_Défi 1:_ Dans la critique d'A serious man, quel métier Larry Gopnik exerce-t-il ?
_Défi 2:_ Reproduisez tout le passage de la critique d'A serious man, depuis « Le principe d’incertitude » jusqu'à « en sa défaveur. ».

_Extrait cité:_
Est-ce la « plus-value culturelle » qu’apportent les références à la tradition juive qui fait se pâmer la critique comme jadis les allusions à Homère dans le pourtant assez moyen Ô brother ? N’ergotons pas puisque je partage l’enthousiasme général mais signalons seulement à nos aimables lecteurs qu’A serious man a beau s’inscrire totalement dans l’œuvre des frères Coen, c’est également un film singulier et étrange, qui ne possède ni le caractère « graphique » des films qui ont fait la renommée des frangins (Fargo, The big Lebowski, The barber…), ni le rythme effréné mais un peu « creux » de certaines de leurs dernières comédies (Intolérable cruauté, Burn after reading)

A serious man est une comédie mais pas une comédie désopilante, une œuvre inquiète qui navigue entre plusieurs eaux incertaines et qui séduit d’ailleurs par cette volonté de mêler les registres, de donner de l’étrangeté au quotidien, du « sérieux » à la dérision.

 

Le principe d’incertitude débute dès le beau prologue qui ouvre le film, une histoire juive où un homme secourt un vieillard censé être mort. Persuadé d’avoir affaire à un « dibbouk » (un esprit habitant le corps d’un homme auquel il reste attaché), sa femme lui perce le cœur avec un tournevis. A-t-elle terrassé un fantôme ou assassiné un vieil homme ? Nul ne le saura…

Cette incapacité à percer le mystère de la vie, on la retrouve chez Larry Gopnik, brillant professeur de physique à l’université et en attente d’une titularisation proche. Alors qu’il a tout pour couler des jours heureux dans l’univers pavillonnaire du Minnesota (un travail, une famille, un fils qui se prépare à sa bar-mitsva…), sa vie se détraque lorsque sa femme demande le divorce (elle convole avec leur vieil ami Sy) et que les évènements s’enchaînent en sa défaveur.

_Données enregistrées:_
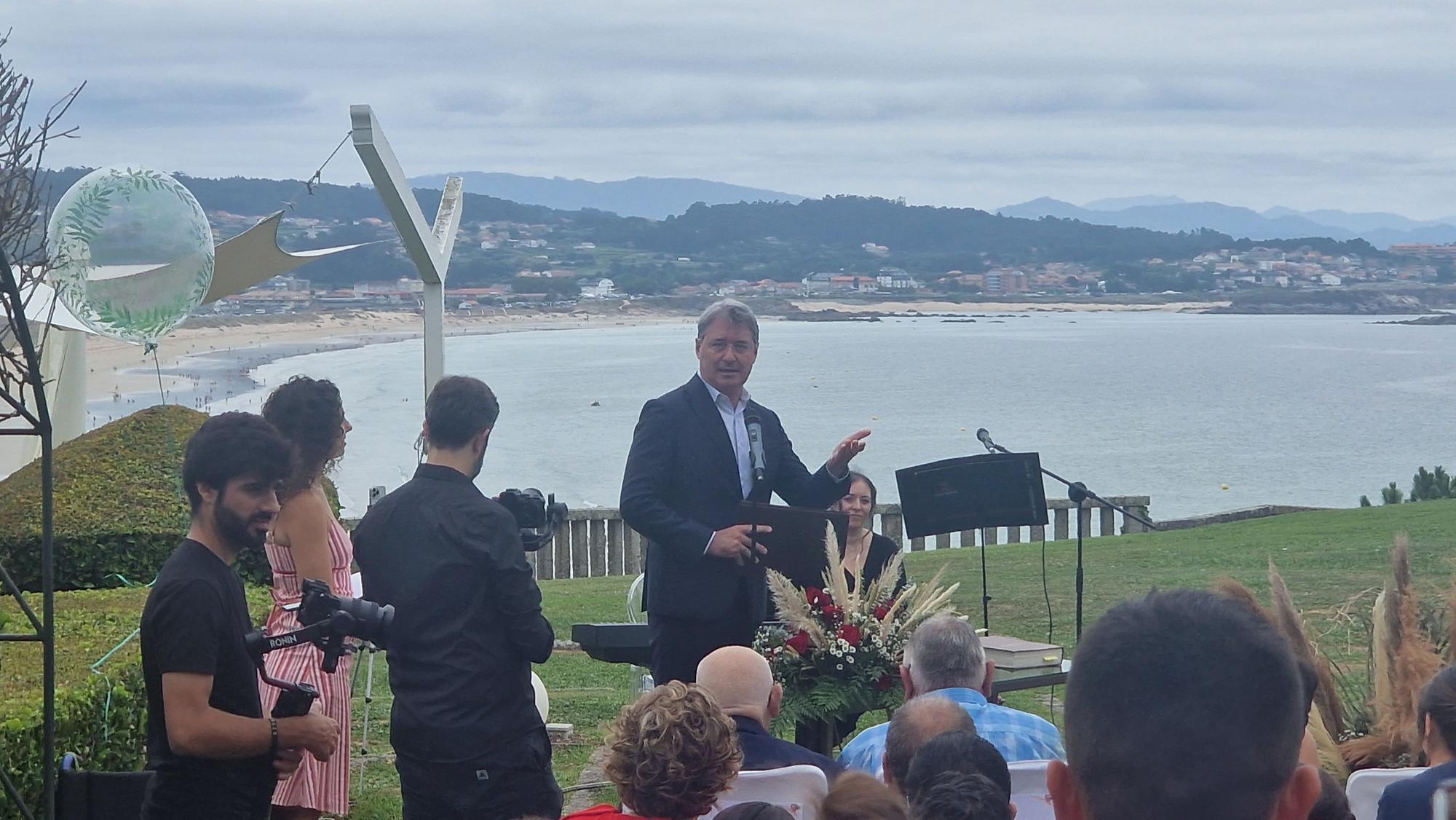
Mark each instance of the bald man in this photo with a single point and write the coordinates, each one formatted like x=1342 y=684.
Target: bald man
x=740 y=681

_Réponse détaillée 1:_ Il est professeur de physique à l'université.

_Réponse détaillée 2:_
Le principe d’incertitude débute dès le beau prologue qui ouvre le film, une histoire juive où un homme secourt un vieillard censé être mort. Persuadé d’avoir affaire à un « dibbouk » (un esprit habitant le corps d’un homme auquel il reste attaché), sa femme lui perce le cœur avec un tournevis. A-t-elle terrassé un fantôme ou assassiné un vieil homme ? Nul ne le saura…

Cette incapacité à percer le mystère de la vie, on la retrouve chez Larry Gopnik, brillant professeur de physique à l’université et en attente d’une titularisation proche. Alors qu’il a tout pour couler des jours heureux dans l’univers pavillonnaire du Minnesota (un travail, une famille, un fils qui se prépare à sa bar-mitsva…), sa vie se détraque lorsque sa femme demande le divorce (elle convole avec leur vieil ami Sy) et que les évènements s’enchaînent en sa défaveur.